_WRITTEN INSTRUCTION_
Show every line below that contains the word "pillow".

Data entries
BEGIN
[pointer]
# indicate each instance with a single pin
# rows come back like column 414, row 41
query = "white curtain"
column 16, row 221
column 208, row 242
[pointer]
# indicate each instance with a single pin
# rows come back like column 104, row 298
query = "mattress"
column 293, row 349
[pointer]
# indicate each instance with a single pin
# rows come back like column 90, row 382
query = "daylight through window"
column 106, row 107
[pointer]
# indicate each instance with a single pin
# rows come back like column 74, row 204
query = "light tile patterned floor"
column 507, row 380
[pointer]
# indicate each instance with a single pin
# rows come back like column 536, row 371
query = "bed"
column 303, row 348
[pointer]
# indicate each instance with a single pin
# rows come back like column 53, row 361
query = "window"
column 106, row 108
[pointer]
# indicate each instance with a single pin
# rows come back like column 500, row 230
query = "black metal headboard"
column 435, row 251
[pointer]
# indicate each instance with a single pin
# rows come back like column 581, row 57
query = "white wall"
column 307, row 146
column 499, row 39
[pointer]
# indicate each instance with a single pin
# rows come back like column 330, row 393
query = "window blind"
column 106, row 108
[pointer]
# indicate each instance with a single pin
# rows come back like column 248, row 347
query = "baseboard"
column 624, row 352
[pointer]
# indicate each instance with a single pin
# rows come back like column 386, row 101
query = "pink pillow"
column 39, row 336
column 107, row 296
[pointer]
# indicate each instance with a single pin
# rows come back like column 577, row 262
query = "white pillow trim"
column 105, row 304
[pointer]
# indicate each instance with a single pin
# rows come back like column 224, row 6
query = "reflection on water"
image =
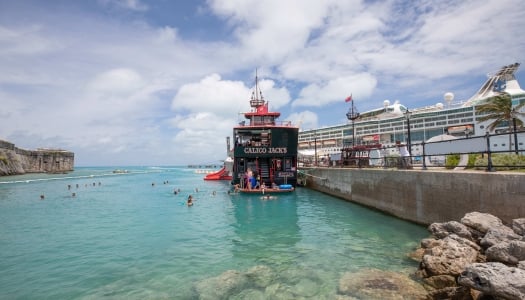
END
BEGIN
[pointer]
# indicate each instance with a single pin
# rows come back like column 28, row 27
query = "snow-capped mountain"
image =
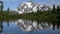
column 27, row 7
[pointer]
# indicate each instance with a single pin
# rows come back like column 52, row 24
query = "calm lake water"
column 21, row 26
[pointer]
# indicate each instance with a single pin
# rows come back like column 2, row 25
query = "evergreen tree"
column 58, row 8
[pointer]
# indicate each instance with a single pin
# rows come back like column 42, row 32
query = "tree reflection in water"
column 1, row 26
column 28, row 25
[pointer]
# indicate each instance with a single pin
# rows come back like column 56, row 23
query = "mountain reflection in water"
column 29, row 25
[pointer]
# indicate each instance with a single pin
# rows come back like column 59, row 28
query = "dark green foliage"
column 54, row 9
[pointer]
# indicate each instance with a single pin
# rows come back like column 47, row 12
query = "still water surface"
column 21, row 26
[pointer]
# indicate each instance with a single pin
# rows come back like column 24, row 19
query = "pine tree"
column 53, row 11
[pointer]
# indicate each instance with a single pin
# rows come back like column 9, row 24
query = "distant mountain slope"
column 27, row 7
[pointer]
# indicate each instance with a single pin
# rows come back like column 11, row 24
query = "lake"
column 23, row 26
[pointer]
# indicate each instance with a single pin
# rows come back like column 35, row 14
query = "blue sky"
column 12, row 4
END
_THE RESULT_
query = "pink pillow"
query = "white pillow trim"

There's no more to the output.